> _TASK REQUIREMENTS_: Some entries follow. Reproduce exactly the lines starting at the one with "Target: reflective yellow" and stopping after the one with "Target: dark trousers.".
====== DATA SHOWN
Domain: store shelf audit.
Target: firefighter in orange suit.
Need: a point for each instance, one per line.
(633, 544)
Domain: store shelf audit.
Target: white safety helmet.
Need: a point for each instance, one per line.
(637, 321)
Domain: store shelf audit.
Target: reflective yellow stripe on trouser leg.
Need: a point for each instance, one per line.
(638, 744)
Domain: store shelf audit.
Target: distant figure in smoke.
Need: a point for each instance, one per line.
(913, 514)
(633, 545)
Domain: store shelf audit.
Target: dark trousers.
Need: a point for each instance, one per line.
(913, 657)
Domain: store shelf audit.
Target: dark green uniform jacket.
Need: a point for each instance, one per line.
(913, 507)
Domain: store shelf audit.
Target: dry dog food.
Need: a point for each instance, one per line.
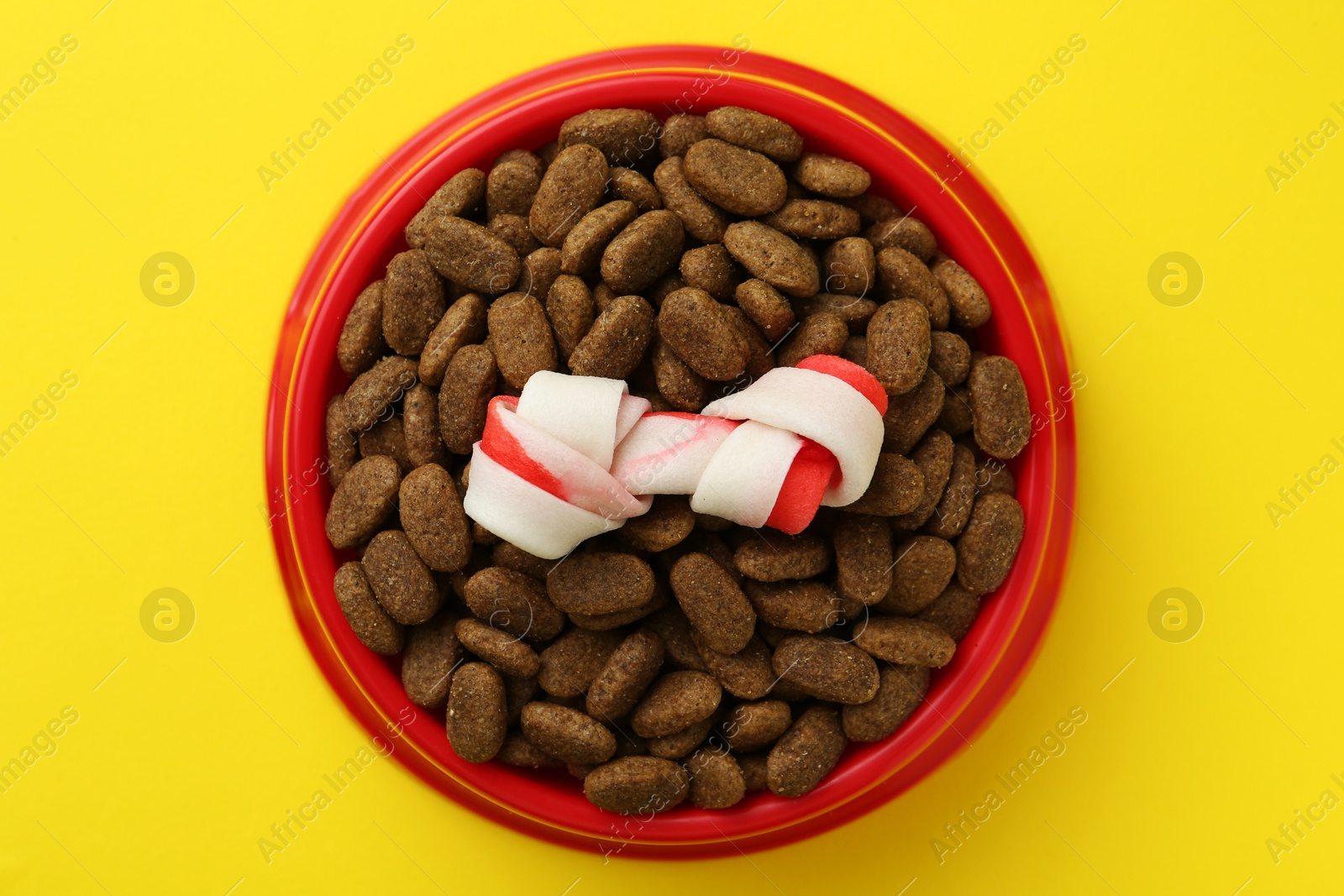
(683, 658)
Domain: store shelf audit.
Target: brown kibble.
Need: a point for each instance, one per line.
(1000, 409)
(904, 275)
(990, 542)
(616, 343)
(432, 654)
(827, 668)
(831, 176)
(600, 582)
(850, 266)
(363, 501)
(625, 136)
(734, 179)
(366, 616)
(800, 606)
(717, 779)
(676, 701)
(569, 308)
(766, 307)
(967, 297)
(806, 752)
(433, 519)
(772, 257)
(470, 255)
(461, 195)
(924, 569)
(375, 389)
(864, 558)
(569, 665)
(900, 692)
(476, 712)
(468, 385)
(522, 338)
(497, 647)
(898, 345)
(774, 557)
(754, 130)
(643, 251)
(571, 187)
(909, 642)
(362, 336)
(638, 785)
(909, 234)
(625, 676)
(566, 734)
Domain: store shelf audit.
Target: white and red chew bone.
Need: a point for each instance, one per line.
(577, 456)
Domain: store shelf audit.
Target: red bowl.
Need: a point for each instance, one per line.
(909, 167)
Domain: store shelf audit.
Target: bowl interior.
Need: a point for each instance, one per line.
(907, 167)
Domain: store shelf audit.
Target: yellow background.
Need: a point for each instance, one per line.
(151, 473)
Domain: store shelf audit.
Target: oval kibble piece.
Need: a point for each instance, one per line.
(806, 752)
(363, 501)
(800, 606)
(999, 406)
(600, 582)
(898, 345)
(676, 701)
(497, 647)
(774, 557)
(413, 301)
(571, 187)
(362, 335)
(432, 654)
(773, 257)
(522, 338)
(461, 195)
(967, 297)
(766, 307)
(375, 389)
(734, 179)
(566, 734)
(827, 668)
(900, 692)
(571, 661)
(588, 241)
(633, 785)
(864, 558)
(476, 712)
(712, 602)
(754, 130)
(512, 602)
(625, 676)
(366, 617)
(470, 255)
(616, 343)
(990, 542)
(909, 642)
(696, 327)
(468, 385)
(717, 779)
(831, 176)
(756, 726)
(949, 516)
(401, 580)
(702, 219)
(643, 251)
(924, 569)
(433, 519)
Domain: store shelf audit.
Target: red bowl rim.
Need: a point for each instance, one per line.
(1021, 604)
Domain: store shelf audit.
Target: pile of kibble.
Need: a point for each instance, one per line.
(680, 656)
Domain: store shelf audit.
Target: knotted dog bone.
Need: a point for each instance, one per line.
(577, 456)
============
> _RESULT BELOW_:
Target: reflective yellow stripe on trouser leg.
Need: a point for each instance, one per line.
(638, 744)
Domain: store shelf audit.
Target: distant figure in smoke.
Need: a point for each instance, one per line.
(913, 514)
(633, 545)
Domain: store shelf audit.
Target: dark trousers.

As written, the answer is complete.